# [Supplied entries]
***
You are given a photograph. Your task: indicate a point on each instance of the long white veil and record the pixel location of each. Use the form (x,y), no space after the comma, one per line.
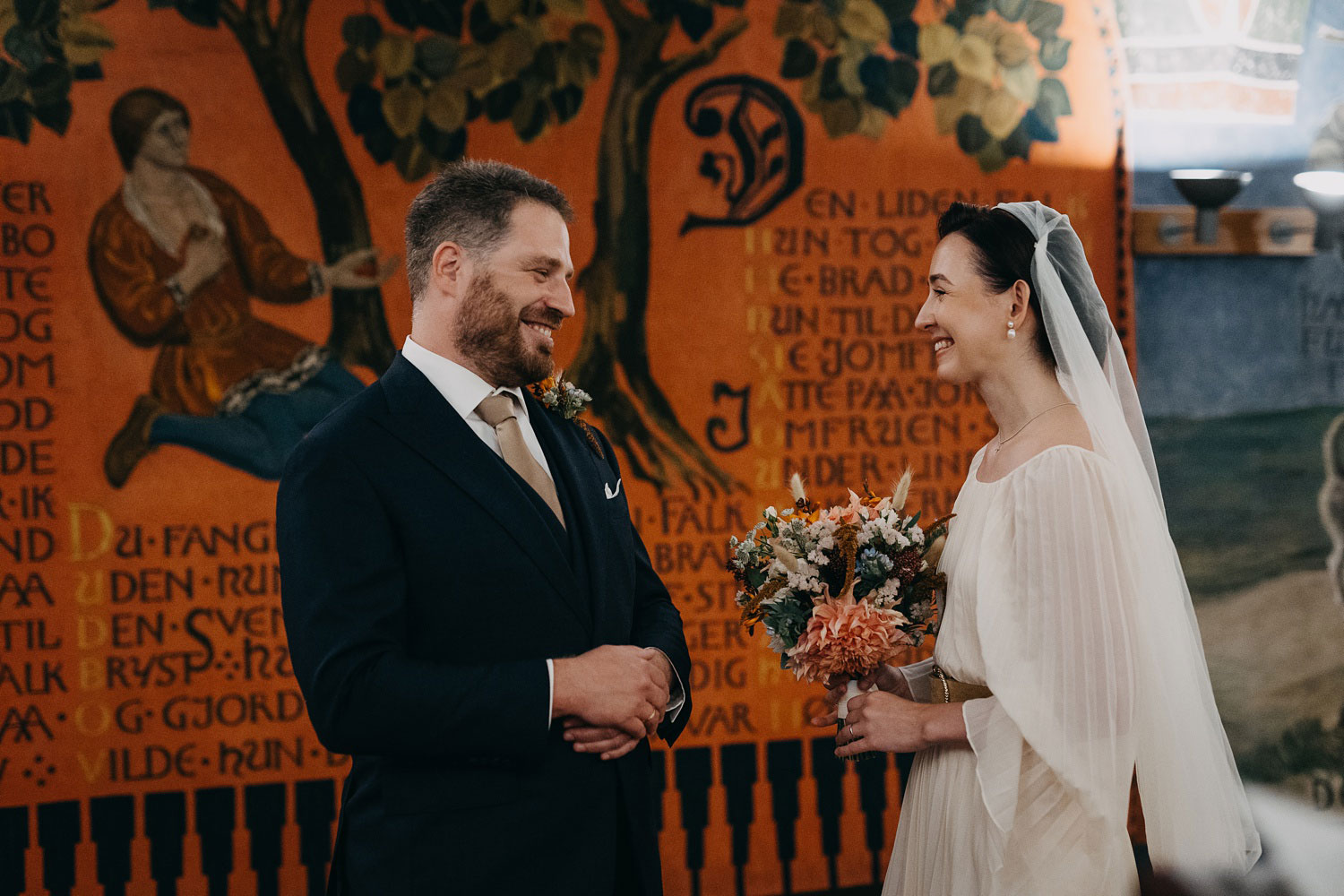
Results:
(1195,809)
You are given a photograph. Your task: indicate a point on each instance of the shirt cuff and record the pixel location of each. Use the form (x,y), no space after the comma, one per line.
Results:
(550,700)
(676,694)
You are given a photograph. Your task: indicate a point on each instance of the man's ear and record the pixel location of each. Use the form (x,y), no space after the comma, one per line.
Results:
(449,268)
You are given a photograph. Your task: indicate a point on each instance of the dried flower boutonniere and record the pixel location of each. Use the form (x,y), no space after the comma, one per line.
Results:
(569,401)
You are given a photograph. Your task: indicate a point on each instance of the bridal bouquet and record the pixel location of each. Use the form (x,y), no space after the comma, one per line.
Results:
(839,589)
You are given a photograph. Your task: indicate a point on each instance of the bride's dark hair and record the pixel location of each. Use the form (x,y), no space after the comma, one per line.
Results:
(1004,247)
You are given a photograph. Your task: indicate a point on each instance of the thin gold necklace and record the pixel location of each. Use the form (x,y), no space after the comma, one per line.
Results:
(1004,441)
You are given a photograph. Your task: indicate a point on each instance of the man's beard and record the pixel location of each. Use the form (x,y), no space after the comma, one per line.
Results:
(489,333)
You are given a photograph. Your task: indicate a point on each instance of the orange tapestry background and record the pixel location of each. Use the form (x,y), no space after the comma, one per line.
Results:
(747,317)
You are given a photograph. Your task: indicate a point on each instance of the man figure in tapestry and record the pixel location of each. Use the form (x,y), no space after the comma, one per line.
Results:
(177,257)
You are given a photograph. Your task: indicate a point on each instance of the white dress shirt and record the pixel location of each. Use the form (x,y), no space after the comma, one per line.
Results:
(464,390)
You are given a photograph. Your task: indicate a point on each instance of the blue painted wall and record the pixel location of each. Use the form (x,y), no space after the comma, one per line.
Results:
(1223,336)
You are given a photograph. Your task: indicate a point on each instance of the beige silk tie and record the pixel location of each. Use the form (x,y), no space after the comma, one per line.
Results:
(500,413)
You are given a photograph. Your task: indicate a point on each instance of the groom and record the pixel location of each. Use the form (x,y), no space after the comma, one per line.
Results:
(470,613)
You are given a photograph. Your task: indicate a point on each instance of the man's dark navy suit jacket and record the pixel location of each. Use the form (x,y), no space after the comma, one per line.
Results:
(424,587)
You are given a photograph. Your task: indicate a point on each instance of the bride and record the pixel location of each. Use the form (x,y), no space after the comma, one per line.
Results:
(1069,657)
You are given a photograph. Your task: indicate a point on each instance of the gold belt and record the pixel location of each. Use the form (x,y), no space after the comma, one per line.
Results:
(956,691)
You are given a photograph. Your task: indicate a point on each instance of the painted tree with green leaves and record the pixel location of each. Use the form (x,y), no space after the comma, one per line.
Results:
(419,74)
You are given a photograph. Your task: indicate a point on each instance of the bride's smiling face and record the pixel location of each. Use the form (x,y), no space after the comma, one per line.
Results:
(967,323)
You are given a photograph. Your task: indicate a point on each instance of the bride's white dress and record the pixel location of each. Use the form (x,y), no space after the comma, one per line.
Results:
(1037,804)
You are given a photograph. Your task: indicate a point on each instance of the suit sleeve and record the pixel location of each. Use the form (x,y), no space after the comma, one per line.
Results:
(344,603)
(658,622)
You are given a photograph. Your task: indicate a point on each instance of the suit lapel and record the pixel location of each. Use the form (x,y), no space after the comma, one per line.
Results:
(424,421)
(590,522)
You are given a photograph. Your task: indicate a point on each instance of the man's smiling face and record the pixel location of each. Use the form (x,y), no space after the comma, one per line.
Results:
(518,298)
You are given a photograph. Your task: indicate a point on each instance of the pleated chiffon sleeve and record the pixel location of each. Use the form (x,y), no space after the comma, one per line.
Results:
(1055,745)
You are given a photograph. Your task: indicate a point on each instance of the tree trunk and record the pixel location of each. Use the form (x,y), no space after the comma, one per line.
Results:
(613,359)
(279,58)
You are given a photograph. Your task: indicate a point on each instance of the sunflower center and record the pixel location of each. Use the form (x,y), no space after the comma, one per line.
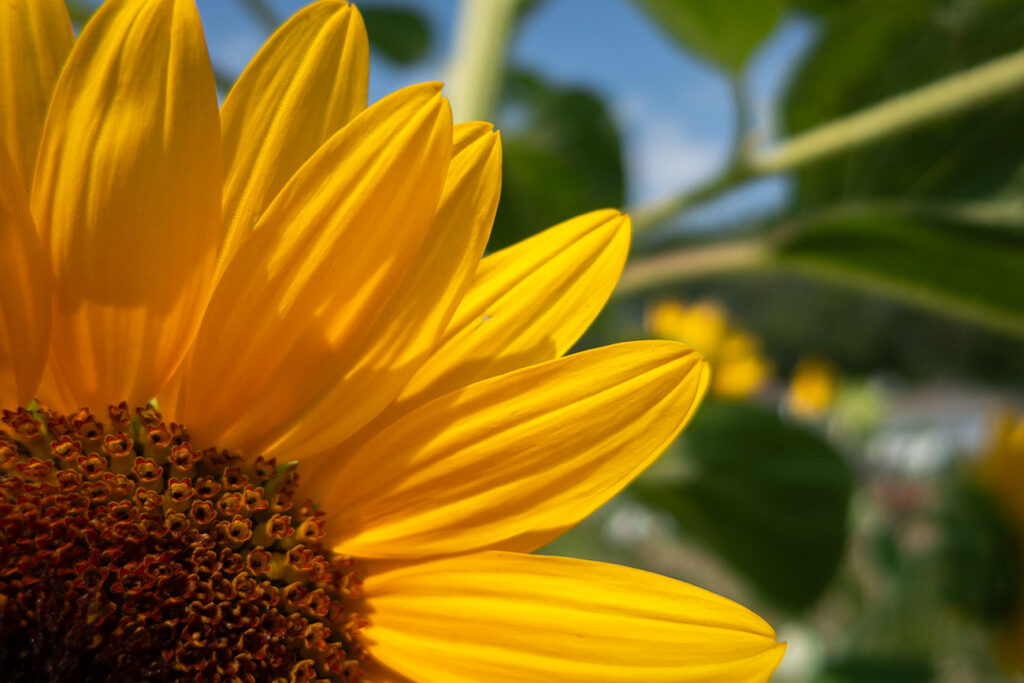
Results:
(127,554)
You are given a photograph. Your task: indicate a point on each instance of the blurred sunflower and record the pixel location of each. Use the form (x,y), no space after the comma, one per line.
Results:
(999,472)
(812,388)
(738,367)
(299,275)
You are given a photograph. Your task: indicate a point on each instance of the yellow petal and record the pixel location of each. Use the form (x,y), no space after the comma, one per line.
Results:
(507,616)
(515,460)
(307,81)
(25,294)
(704,326)
(415,316)
(127,190)
(527,303)
(296,303)
(35,39)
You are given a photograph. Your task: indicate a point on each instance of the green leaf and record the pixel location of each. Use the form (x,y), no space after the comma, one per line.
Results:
(723,31)
(877,670)
(769,497)
(399,33)
(981,564)
(561,158)
(956,268)
(864,56)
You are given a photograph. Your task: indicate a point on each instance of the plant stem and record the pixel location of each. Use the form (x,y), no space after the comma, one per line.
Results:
(477,68)
(263,13)
(690,262)
(948,95)
(975,86)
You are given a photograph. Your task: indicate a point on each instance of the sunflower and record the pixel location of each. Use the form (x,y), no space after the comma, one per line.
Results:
(301,276)
(739,368)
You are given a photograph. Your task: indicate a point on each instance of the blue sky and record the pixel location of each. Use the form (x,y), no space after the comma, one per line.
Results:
(673,110)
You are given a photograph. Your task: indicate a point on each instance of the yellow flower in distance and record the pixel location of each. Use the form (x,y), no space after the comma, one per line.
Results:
(1000,471)
(738,368)
(812,388)
(300,276)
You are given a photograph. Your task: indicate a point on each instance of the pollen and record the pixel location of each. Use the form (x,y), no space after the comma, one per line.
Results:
(128,554)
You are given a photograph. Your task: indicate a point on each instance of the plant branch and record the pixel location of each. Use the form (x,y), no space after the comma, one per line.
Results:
(973,87)
(262,12)
(477,67)
(694,261)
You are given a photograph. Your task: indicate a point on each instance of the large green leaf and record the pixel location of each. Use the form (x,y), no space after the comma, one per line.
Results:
(957,268)
(864,55)
(399,33)
(723,31)
(561,158)
(769,496)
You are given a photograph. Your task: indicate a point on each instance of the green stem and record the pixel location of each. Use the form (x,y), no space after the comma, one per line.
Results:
(477,70)
(690,262)
(975,86)
(943,97)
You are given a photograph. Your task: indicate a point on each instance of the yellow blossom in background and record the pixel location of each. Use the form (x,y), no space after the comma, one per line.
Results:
(738,368)
(298,279)
(1000,472)
(812,388)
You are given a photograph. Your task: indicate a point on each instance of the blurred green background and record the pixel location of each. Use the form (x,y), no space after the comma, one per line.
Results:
(828,203)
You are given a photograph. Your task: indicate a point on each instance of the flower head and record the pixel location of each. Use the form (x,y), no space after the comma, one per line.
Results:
(363,429)
(812,388)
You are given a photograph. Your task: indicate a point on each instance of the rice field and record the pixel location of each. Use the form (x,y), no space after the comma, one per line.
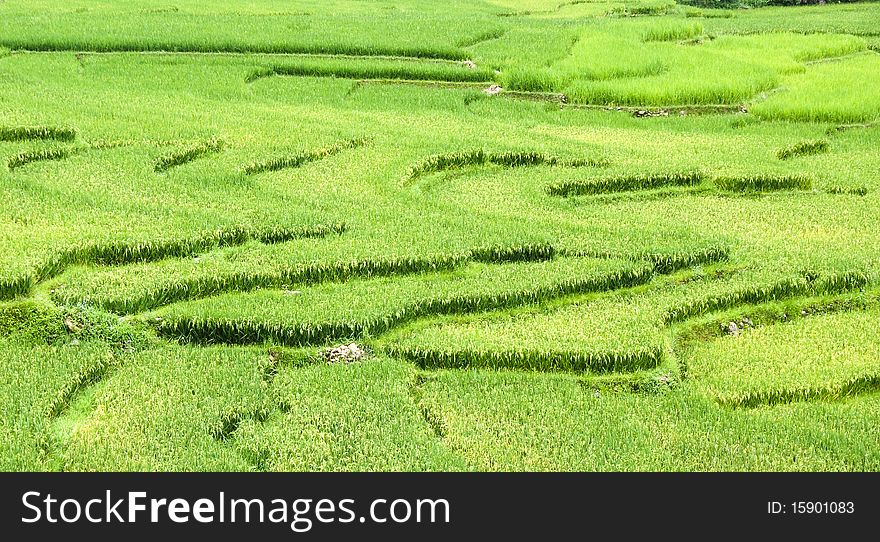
***
# [Set problem]
From the data above, copy out every line that contains the word "sleeve".

# [Result for this exercise]
You are given a photograph. Your task: indicate a point on each instance of the suit sleeve and record the pixel location of each. Use the form (x,y), no space after the comma, one per line.
You are given a photograph. Your task: indicate a point on each instance of the pleated chiffon sleeve and record the pixel location of each. Use the form (x,y), no space after the comma, one per line.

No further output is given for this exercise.